→ Data provided
** begin **

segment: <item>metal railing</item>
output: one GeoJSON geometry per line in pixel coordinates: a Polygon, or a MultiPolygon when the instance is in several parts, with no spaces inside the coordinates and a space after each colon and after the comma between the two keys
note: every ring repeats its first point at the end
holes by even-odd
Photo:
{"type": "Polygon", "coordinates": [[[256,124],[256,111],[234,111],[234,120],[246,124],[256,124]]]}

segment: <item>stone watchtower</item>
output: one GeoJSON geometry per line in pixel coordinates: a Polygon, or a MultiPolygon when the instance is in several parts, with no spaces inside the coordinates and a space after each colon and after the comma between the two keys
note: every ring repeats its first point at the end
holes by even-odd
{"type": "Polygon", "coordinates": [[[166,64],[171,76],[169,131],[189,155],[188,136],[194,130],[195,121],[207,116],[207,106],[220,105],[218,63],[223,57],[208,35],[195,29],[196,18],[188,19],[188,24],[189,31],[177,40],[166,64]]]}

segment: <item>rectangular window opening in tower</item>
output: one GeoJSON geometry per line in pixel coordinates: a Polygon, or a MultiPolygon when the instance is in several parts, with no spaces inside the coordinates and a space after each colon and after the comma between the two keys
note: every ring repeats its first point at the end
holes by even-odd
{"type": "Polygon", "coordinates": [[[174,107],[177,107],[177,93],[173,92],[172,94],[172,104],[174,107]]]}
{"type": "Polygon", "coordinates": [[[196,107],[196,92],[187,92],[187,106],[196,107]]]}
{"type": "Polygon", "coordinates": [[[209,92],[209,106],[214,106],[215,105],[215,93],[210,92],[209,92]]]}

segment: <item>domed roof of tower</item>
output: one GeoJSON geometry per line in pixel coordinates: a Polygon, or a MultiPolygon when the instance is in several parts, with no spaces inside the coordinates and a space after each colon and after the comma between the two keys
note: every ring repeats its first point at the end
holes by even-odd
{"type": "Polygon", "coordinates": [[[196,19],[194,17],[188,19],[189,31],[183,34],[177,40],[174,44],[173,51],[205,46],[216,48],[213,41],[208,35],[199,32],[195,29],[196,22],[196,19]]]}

** end **

Reproduce every line starting at the one that contains "segment: <item>domed roof of tower</item>" and ending at the last line of the items. Shift each pixel coordinate in the answer geometries by adding 105 to it, and leave everything else unchanged.

segment: <item>domed roof of tower</item>
output: one GeoJSON geometry per line in pixel coordinates: a Polygon, or a MultiPolygon when the instance is in several parts, with no spaces inside the coordinates and a space after each colon and after the comma between the two keys
note: every ring repeats its first point at the end
holes by even-odd
{"type": "Polygon", "coordinates": [[[301,124],[299,122],[293,124],[294,136],[288,139],[282,145],[279,149],[278,156],[310,151],[321,153],[318,146],[313,140],[304,137],[300,134],[301,127],[301,124]]]}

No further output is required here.